» **Source material**
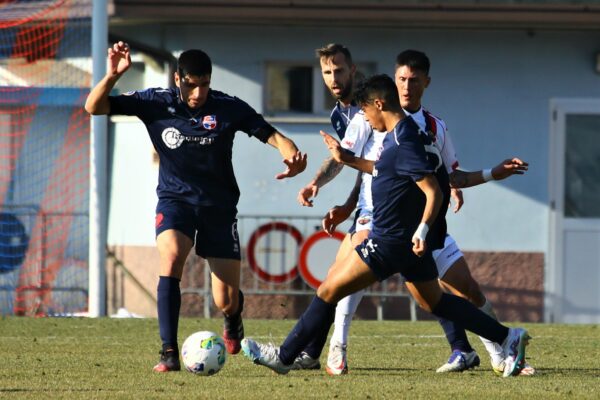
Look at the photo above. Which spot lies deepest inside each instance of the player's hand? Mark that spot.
(119, 59)
(457, 196)
(295, 165)
(508, 167)
(333, 218)
(419, 247)
(333, 145)
(306, 193)
(418, 239)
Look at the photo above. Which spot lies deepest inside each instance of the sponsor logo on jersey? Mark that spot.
(158, 220)
(172, 138)
(209, 122)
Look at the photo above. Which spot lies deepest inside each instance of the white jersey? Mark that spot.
(362, 140)
(429, 122)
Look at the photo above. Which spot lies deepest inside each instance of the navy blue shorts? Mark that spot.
(213, 229)
(388, 258)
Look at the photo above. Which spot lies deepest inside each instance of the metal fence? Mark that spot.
(286, 255)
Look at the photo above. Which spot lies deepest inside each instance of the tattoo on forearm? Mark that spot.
(329, 170)
(459, 179)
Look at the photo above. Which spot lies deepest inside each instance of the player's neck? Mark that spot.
(391, 119)
(346, 102)
(412, 109)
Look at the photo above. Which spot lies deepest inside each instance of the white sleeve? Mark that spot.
(357, 134)
(448, 152)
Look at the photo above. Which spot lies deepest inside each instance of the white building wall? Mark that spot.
(492, 88)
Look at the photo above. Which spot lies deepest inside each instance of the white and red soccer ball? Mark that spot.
(203, 353)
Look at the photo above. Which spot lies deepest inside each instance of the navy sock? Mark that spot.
(233, 323)
(314, 323)
(473, 319)
(315, 347)
(456, 335)
(169, 303)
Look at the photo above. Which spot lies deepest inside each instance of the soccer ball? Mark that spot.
(203, 353)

» **Task statement**
Repeat exactly, and only, the lines from the one containing "fence? Mark that spot." through the end of the material.

» **Response area**
Look at the photo above. Which spot lies deepest inside each instance of the metal fence? Mark that spot.
(286, 255)
Look at the photo above. Which spot lies deepest inside each instance of the tattoo on forearm? Mark that spot.
(329, 170)
(459, 179)
Look at the photo above. Which spot lies deepest inside each instance of the player's neck? Mark that spot.
(391, 119)
(346, 102)
(412, 109)
Look at the photo above. Which spot lies deepest inside each instance of the white sleeve? Mark that spot.
(357, 134)
(448, 152)
Look at the photo above. Which spot lies deepest inside each instance of the white building wall? Mark that spot.
(492, 88)
Look at the photo above. Which spot lies deepest inside each instance of the white and red soccer ball? Mark that spot.
(203, 353)
Look at the photo above. Which spot lies deepest inside each instance of the navy sock? Mark that spot.
(233, 323)
(314, 323)
(473, 319)
(315, 347)
(456, 335)
(169, 303)
Look at the photo above. Which spot lies deepest inside each instance of the soccer ball? Mark that spot.
(203, 353)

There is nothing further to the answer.